* **Document passage**
■ ■ ■ ■ ■ ■ ■

Webstores for Staff & Franchise Systems: a primer

If you manage a company webstore, host them, develop them or are considering a webstore for your company, this article shares some quick tips. The following is a paraphrased transcript based after an on-stage conversation between myself and Bobby Lehew.  Bobby is one of my mentors in the webstore and e-commerce world. This convo was aimed at industry professionals at SkuCon 2018 in Las Vegas this January.

l. to r.: Bobby Lehew; Jason Mileskevich; Rich P.

1) First, tell us a little about the types of stores you do for customers. We run Magento webstores designed primarily for Franchise systems with more than 100 North American Franchise Partners. Those Franchise Partners buy in bulk with average order north of $450. Items include uniforms, apparel, gifts, premiums, hard goods, luggage, headware, etc. We have done two direct-to-consumer (retail or “staff”) style stores.  They should be avoided if possible due to low average value. Our stores are hybrid inventory models with low cost, high volume goods pick/packed from our own facility and high-cost low volume goods made-to-order. We have operated a total of 8 stores over the past seven years, with three currently operational.

2) Company Stores – Why do them? 1. Client stickiness, if you do a good job leads to loyalty; 2. Can be a good profit centre; 3. Can lead to profitable custom projects; 4. If you don’t, competitor may.

3) Margins: healthy? If so, what are they? We tend to price our webstore products like retail, so keystone or higher margins.

4) What’s the best experience you’ve had with a store? Our first store is our best. First contract in 2010 with Nurse Next Door in-home elder care franchise system. We just renewed taking us to October 2020 and ten full years of work.

■ ■ ■ ■ ■ ■ ■

* **Dataset**
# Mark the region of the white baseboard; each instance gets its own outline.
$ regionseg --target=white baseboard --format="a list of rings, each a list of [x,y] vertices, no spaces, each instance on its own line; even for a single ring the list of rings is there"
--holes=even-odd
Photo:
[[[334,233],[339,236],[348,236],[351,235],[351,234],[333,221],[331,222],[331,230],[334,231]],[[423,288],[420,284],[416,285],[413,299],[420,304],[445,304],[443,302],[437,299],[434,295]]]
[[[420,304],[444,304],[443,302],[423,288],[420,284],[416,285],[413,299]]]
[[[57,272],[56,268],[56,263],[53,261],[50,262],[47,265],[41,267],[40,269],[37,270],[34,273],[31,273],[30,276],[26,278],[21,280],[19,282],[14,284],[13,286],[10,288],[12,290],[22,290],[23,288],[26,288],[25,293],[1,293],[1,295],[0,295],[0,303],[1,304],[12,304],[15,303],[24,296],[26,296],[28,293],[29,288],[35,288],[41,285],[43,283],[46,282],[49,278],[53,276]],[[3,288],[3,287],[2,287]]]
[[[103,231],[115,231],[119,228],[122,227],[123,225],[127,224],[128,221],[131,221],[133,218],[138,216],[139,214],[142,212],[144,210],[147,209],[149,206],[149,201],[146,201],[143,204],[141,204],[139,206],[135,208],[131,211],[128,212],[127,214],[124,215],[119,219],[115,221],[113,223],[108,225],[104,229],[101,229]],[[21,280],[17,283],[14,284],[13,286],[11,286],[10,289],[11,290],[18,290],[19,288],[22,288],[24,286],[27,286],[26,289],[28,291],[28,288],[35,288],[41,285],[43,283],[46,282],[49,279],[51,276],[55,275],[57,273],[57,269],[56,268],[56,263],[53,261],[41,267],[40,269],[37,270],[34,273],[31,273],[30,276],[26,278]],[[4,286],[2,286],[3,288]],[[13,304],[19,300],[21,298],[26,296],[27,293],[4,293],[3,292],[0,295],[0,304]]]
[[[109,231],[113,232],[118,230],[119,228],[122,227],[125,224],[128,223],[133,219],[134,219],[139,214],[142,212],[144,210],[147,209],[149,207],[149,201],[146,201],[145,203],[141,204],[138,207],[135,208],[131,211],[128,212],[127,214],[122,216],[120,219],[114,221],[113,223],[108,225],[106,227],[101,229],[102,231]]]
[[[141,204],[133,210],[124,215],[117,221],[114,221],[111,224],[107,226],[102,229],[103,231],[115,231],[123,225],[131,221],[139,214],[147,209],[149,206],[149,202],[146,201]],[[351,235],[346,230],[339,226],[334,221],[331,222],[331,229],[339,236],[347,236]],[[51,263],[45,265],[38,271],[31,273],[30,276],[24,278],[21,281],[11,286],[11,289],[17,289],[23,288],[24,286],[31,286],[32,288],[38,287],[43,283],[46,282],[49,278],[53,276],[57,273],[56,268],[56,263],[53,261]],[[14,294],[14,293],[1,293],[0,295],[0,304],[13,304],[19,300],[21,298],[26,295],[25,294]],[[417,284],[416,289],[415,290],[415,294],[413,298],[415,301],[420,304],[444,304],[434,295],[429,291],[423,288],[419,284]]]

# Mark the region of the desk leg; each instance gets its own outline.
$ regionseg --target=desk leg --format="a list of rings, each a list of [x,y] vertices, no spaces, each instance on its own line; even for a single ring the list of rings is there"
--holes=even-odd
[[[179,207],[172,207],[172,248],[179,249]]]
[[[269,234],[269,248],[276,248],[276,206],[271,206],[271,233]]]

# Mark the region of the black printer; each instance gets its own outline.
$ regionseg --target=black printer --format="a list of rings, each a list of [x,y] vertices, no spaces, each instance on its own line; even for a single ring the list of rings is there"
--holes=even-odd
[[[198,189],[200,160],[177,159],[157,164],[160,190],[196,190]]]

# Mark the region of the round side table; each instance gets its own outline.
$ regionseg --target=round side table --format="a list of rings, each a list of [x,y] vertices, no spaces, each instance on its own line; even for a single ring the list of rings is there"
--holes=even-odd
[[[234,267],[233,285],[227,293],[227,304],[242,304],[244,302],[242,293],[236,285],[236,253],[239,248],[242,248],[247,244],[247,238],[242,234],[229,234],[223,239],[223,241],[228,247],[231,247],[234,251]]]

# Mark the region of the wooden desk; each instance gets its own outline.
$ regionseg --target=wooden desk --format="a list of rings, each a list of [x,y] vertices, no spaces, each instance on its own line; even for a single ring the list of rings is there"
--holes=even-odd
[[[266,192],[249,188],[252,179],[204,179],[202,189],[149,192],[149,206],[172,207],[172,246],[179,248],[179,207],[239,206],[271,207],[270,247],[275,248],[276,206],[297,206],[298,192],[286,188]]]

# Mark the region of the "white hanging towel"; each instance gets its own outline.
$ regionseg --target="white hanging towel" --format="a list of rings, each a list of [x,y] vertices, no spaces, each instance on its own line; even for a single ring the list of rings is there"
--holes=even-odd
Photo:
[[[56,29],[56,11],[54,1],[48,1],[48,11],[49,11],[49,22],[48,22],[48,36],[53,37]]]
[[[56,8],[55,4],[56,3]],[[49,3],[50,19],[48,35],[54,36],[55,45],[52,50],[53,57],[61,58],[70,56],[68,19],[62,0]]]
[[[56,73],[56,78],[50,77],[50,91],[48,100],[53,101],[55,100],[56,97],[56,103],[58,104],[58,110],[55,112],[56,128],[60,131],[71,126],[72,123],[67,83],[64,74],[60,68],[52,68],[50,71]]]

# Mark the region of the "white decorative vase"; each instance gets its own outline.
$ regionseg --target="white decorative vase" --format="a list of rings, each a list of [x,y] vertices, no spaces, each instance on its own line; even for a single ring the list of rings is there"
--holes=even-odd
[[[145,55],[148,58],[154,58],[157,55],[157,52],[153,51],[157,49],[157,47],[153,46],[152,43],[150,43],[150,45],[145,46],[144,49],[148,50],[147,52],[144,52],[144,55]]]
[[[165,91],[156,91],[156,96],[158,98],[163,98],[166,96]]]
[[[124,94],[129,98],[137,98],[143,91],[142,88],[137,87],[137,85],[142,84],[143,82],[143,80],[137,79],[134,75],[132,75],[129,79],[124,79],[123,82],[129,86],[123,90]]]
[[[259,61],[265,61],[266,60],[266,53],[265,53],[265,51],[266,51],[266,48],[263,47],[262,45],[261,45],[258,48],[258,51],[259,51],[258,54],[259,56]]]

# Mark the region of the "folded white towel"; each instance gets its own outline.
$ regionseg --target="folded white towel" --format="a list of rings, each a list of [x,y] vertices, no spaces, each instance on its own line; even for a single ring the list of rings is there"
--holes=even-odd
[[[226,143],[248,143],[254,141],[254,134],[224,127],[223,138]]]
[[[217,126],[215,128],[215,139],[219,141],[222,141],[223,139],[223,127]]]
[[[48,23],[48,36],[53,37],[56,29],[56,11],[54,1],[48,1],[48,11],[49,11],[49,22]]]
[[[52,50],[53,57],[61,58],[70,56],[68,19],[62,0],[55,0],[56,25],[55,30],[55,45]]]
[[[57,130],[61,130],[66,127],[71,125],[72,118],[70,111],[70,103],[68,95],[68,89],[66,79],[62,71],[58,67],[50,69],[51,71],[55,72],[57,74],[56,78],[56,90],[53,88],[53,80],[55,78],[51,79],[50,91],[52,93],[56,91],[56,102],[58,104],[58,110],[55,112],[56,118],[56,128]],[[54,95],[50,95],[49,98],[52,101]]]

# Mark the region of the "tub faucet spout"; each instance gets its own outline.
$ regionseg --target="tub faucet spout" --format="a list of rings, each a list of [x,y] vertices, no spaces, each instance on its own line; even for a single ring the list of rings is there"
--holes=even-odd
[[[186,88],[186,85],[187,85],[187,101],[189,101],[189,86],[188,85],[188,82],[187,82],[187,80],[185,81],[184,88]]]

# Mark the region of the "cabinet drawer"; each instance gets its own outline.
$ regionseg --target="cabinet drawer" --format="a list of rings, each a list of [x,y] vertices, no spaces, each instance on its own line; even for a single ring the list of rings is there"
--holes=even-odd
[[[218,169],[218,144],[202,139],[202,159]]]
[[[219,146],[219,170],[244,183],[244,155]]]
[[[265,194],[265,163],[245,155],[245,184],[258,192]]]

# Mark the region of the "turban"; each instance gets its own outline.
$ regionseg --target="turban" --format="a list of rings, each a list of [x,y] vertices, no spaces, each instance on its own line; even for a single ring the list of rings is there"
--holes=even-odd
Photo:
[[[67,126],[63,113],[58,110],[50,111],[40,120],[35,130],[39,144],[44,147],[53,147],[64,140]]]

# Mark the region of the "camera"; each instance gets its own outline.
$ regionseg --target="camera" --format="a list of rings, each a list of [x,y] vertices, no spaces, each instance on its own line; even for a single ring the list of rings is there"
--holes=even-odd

■ ■ ■ ■ ■ ■ ■

* **Work instructions**
Answer these questions using the webstore primer:
(a) At what event and in what city did the conversation take place?
(b) How many stores has the company operated over the past seven years, and how many are currently operational?
(c) With which franchise system was the first contract signed, and in what year?

* **Exercise response**
(a) SkuCon 2018 in Las Vegas.
(b) A total of 8 stores, with three currently operational.
(c) Nurse Next Door, in 2010.